## Given passage
IASP Definition of Noxious Stimulus
A stimulus that is damaging or threatens damage to normal tissues.
Definitions You Might Have Seen
Noxious Stimulus or ...
Danger (in me)
Threat
Pain
Thoughts, beliefs
Actions
People, places, and things
Normal tissues?
My assumption is that though nerve tissue may be damaged in injury or pathology, the definition relates to noxious stimuli of non-neural tissue that then activates nociceptors and nociceptive neurons in the periphery.
Thermal (noxious heat/cold), Mechanical (noxious pressure, movement), Chemical (chemical irritants).
Now, I've always included inflammation as a noxious stimulus but I'm not sure that fits the bill. Classic or acute inflammation accompanied by swelling, warmth, redness, and pain is a reaction to damage or injury that involves immune components that interact with nociceptors and nociceptive neurons. But that's not the only kind of inflammation that stimulates nociception. All inflammation is related to immune or homeostatic process, and only some inflammation may detectable with known biomarkers, like C-reactive proteins (CRP). Inflammation that is not a response to tissue injury or infection may not be noxious (involved with homeostasis). So inflammation doesn't fit the current definition because the interaction is between systems (immune and nervous, for instance). It's more process than application.
Now some of you may know this already, but it's been a sticking point for me and articulating it helps to make sense of the boundaries of meaning related to these terms.
Consider, if you will
We cannot define pain in terms of its stimulus.
How do you think of activation of nociception with pain? What is being activated, how?
I know that for myself it's long been associated with having to have a noxious stimulus of some sort. But if there are processes that activate nociception that don't fit the bill of damage or threat of damage to normal tissues, what then? The IASP also defines Nociceptive Stimulus, which is "an actually or potentially tissue-damaging event transduced and encoded by nociceptors." Both definitions engender immediacy of an event or stimulus, include damage or potential damage, are peripherally related, and don't lend themselves to longer-term thinking about nociceptive activation by interactive processes.
Example, knee OA. This condition can develop seemingly silently. Bone and tissue are changed, damaged, and eroded often without notable symptoms, until it gets to a point where the tissue is changed or damaged enough to result in inflammation. The process of osteoarthritic change does not fit the definition of noxious stimulus and yet ... it is damaging to normal tissue. The OA process may include activation of nociception, even if not always sufficient to result in a pain sensation, but it's not until pain is present that we think of what might have caused it.
My thought processes around this terminology are still to be fully explored and I'm happy to have your input.

## Listed records
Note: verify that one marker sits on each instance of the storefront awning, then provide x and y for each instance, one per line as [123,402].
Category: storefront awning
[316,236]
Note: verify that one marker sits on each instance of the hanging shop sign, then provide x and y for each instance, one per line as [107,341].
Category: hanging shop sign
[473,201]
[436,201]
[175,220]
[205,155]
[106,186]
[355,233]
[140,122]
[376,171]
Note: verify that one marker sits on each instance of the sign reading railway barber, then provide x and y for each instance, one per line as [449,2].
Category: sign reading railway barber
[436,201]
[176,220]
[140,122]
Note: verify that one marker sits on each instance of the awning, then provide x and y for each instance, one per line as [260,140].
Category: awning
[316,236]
--
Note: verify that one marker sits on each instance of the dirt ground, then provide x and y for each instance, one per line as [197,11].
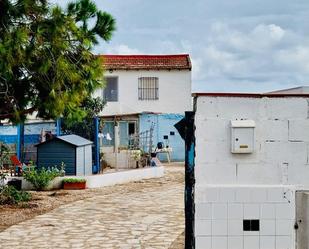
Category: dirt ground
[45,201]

## Problem requirements
Could you output the part of the noxious stimulus post that begins at the words "Definitions You Might" and stops after "in the periphery.", copied exactly?

## Exercise answer
Definitions You Might Have Seen
Noxious Stimulus or ...
Danger (in me)
Threat
Pain
Thoughts, beliefs
Actions
People, places, and things
Normal tissues?
My assumption is that though nerve tissue may be damaged in injury or pathology, the definition relates to noxious stimuli of non-neural tissue that then activates nociceptors and nociceptive neurons in the periphery.